## AIM OF THE TASK
Can you return the records below exactly as they stand, but only from the first line through the one with "Target: rocky outcrop"?

=== DATA IN THIS EXERCISE ===

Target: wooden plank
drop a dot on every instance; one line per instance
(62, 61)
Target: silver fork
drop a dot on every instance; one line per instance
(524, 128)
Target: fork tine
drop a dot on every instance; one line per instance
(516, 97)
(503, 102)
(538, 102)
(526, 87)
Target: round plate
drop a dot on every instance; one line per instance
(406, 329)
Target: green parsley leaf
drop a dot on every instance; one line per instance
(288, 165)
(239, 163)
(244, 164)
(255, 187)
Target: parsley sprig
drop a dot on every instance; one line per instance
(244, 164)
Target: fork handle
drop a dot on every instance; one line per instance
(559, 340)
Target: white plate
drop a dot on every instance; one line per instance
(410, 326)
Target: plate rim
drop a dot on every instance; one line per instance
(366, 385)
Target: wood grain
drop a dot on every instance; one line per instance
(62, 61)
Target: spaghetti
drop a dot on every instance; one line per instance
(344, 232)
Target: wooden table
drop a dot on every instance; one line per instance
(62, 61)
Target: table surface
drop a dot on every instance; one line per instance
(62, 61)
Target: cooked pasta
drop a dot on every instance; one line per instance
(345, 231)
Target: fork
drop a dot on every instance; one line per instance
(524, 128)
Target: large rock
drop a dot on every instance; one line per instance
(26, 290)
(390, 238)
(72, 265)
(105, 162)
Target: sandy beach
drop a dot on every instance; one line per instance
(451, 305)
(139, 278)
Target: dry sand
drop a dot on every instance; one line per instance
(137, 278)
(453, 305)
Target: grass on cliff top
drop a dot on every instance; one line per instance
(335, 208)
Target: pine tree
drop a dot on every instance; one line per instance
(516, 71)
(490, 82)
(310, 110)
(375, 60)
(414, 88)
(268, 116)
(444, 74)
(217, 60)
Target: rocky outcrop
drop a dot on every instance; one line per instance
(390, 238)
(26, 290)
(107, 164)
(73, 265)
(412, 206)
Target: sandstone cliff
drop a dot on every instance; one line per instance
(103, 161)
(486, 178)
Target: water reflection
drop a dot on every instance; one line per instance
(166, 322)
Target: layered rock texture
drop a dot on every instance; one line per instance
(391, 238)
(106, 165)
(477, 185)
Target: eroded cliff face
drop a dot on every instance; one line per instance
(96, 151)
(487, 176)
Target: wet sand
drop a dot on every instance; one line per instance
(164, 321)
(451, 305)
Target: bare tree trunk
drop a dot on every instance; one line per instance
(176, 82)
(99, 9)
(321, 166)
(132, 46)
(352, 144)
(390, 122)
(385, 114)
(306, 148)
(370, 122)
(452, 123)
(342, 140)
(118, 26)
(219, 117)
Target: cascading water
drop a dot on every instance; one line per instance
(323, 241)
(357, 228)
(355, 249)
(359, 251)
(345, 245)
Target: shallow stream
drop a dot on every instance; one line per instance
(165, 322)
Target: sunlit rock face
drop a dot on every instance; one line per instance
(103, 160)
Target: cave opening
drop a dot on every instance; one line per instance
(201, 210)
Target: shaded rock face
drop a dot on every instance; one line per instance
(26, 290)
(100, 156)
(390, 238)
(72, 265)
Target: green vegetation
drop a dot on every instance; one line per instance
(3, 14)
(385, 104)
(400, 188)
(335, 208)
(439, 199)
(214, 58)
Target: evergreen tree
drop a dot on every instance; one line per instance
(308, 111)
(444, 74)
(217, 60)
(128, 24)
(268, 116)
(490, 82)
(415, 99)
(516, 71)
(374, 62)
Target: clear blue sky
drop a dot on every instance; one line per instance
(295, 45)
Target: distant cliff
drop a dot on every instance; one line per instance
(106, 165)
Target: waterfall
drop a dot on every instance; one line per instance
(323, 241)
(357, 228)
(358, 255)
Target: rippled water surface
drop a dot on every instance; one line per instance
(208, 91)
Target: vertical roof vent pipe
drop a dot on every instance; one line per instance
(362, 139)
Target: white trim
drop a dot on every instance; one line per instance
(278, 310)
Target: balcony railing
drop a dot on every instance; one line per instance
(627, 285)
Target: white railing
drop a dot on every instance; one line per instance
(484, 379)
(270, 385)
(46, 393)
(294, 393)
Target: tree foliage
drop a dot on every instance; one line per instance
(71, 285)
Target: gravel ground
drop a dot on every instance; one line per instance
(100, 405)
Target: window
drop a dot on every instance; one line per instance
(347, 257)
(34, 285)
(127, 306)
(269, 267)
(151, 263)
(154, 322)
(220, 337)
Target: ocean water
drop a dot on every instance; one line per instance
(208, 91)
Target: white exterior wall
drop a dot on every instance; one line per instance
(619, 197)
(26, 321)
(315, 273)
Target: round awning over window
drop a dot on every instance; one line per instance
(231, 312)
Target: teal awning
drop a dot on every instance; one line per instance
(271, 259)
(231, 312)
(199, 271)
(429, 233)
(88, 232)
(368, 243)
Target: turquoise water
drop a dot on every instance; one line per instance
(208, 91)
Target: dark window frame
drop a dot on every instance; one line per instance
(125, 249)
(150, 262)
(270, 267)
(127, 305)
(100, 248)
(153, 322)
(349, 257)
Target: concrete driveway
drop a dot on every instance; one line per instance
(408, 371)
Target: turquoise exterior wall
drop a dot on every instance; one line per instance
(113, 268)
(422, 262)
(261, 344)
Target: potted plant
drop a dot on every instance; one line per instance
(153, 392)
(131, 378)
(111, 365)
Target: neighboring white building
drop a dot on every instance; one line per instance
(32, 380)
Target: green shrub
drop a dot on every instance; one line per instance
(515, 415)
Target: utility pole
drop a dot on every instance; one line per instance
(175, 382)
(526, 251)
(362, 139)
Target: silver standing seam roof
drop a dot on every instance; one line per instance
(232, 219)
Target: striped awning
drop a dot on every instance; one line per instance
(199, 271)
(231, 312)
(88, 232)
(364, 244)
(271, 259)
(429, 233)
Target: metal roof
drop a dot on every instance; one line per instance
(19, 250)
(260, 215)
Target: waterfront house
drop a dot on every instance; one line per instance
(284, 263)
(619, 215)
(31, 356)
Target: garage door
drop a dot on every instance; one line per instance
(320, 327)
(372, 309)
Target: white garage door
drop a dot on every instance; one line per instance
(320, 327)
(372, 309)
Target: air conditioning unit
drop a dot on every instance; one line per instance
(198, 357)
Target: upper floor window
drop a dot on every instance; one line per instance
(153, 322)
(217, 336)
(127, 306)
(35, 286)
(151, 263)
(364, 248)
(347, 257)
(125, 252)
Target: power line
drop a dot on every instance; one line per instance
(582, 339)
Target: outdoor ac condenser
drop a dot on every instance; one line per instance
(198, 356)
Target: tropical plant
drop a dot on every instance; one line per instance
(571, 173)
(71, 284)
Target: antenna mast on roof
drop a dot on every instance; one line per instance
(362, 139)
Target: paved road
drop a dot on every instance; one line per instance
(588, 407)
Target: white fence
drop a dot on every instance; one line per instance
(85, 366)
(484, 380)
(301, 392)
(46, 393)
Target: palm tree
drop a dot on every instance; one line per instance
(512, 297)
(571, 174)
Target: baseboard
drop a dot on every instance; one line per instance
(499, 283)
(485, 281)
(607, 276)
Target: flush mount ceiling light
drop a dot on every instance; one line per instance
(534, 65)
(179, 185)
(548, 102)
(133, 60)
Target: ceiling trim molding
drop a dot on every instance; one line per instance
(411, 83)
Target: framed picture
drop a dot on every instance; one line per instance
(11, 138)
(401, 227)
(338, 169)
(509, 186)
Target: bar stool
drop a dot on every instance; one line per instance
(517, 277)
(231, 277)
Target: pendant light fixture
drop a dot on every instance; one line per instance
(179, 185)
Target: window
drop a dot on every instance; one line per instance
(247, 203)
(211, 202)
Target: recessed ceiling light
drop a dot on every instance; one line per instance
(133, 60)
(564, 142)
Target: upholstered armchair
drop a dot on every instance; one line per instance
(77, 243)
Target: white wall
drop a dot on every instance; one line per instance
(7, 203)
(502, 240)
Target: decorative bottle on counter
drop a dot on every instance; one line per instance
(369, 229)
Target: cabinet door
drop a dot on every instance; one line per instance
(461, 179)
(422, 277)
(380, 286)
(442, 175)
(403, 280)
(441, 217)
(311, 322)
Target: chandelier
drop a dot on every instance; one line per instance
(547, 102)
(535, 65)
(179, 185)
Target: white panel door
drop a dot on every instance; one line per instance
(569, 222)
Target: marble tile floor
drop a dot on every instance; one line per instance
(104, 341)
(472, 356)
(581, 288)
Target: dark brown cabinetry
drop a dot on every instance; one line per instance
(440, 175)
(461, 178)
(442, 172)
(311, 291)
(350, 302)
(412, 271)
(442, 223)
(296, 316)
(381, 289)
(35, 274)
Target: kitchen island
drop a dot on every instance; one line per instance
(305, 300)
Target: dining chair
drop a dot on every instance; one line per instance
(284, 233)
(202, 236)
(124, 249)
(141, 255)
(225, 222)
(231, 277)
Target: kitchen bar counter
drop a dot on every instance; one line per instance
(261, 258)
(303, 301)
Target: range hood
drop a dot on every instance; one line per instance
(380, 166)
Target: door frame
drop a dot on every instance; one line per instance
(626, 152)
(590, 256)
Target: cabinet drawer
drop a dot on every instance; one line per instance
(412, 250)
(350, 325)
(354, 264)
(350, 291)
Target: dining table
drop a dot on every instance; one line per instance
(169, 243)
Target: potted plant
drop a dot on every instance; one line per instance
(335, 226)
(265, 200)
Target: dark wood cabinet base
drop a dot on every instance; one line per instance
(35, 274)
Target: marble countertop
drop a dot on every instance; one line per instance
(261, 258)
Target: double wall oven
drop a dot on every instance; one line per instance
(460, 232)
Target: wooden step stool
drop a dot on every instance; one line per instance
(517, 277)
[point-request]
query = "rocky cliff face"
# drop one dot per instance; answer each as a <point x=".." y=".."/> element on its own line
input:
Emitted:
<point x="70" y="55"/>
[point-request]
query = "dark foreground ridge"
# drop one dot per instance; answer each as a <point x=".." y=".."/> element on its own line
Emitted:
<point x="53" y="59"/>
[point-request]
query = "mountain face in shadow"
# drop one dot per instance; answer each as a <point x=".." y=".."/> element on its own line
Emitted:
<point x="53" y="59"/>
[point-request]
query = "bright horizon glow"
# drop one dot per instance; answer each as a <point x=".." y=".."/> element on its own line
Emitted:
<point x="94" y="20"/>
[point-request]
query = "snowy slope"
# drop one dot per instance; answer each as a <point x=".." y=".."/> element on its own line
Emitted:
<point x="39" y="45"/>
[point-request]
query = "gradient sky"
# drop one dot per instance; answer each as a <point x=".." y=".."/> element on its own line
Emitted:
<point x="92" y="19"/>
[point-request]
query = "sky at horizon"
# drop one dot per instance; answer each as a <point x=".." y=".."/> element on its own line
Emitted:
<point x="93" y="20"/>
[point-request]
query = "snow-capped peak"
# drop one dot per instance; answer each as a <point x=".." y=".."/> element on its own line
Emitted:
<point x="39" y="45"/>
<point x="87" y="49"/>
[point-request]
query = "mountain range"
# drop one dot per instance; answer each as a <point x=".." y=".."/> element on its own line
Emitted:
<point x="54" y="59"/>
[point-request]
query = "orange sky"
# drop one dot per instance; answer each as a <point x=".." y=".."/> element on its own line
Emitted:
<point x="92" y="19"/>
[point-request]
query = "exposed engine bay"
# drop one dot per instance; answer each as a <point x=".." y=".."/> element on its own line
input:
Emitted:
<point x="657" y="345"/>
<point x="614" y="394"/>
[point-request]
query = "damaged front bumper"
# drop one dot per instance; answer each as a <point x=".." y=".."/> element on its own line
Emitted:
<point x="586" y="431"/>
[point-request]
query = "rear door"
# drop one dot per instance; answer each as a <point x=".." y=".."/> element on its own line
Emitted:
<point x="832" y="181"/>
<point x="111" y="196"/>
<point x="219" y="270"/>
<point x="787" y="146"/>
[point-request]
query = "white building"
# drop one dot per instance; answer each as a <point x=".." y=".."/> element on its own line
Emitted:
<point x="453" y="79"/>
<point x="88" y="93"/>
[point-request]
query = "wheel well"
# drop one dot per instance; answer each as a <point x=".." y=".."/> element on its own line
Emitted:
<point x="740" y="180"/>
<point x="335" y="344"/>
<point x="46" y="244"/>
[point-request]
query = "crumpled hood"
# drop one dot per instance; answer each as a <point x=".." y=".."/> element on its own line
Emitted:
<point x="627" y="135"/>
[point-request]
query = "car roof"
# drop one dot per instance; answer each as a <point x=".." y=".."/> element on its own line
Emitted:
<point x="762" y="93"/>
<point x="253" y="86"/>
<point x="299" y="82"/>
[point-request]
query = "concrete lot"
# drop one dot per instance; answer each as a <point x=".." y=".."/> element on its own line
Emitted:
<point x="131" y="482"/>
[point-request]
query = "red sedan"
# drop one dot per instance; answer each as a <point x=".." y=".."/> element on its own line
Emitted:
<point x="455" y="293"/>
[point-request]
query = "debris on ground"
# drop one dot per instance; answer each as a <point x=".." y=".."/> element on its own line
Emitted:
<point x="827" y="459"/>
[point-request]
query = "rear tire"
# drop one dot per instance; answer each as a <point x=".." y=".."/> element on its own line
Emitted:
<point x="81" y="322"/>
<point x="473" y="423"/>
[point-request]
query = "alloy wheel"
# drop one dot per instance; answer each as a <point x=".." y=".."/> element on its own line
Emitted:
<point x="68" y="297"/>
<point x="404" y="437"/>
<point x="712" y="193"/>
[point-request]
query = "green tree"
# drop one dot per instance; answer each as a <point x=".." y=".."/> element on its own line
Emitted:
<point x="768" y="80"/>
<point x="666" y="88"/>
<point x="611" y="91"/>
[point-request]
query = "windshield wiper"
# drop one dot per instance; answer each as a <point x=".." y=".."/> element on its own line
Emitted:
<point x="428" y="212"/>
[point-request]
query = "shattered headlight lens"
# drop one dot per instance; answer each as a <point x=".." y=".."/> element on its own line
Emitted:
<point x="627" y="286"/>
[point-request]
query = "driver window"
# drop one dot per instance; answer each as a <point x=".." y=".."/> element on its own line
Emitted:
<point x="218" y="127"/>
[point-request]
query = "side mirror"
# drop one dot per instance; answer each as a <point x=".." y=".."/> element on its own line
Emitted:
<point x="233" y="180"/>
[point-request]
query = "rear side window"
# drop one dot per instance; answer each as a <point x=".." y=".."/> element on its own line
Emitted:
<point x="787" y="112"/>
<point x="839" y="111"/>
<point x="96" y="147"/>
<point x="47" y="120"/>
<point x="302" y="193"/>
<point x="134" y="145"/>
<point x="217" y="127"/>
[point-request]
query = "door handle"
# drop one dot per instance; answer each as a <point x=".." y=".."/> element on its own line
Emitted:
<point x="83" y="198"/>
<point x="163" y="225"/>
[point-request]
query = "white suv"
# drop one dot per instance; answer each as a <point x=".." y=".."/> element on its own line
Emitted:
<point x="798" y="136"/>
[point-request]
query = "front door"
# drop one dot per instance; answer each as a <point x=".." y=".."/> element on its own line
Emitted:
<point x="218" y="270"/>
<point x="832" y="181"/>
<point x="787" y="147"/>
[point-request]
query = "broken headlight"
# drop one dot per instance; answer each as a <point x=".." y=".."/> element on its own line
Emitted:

===

## EXERCISE SOLUTION
Target: wooden plank
drop a dot on every instance; one line per instance
(62, 61)
Target: silver fork
drop a dot on every instance; one line per instance
(524, 128)
Target: fork tine
drop a dot on every instance; one line per instance
(516, 97)
(503, 102)
(538, 102)
(526, 87)
Target: round plate
drop a dot on every instance; one line per instance
(406, 329)
Target: green parsley leaf
drop a dot on every instance; one line per instance
(288, 165)
(239, 163)
(244, 164)
(255, 187)
Target: parsley sprig
drop a dot on every instance; one line per instance
(244, 164)
Target: fork handle
drop a dot on every instance; one line per instance
(559, 340)
Target: white plate
drop a dot on every instance; one line per instance
(410, 326)
Target: plate rim
drop a dot on every instance; one line per instance
(366, 385)
Target: wood grain
drop a dot on every instance; one line per instance
(62, 61)
Target: spaghetti
drop a dot on every instance; one line per instance
(344, 232)
Target: wooden table
drop a dot on every instance; one line per instance
(62, 61)
Target: table surface
drop a dot on every instance; one line per instance
(62, 61)
Target: cooked pasta
drop a dot on every instance; one line per instance
(345, 231)
Target: fork
drop a dot on every instance; one line per instance
(524, 128)
Target: large rock
drop a dot on every instance; one line per instance
(26, 290)
(390, 238)
(72, 265)
(105, 162)
Target: sandy beach
drop a dot on every instance; one line per instance
(451, 305)
(139, 278)
Target: dry sand
drop a dot on every instance; one line per instance
(137, 278)
(453, 305)
Target: grass on cliff top
drop a dot on every instance; one line per instance
(335, 208)
Target: pine tree
drop a dot on every instance; one line per instance
(516, 71)
(490, 82)
(310, 110)
(375, 60)
(414, 88)
(268, 116)
(444, 74)
(217, 60)
Target: rocky outcrop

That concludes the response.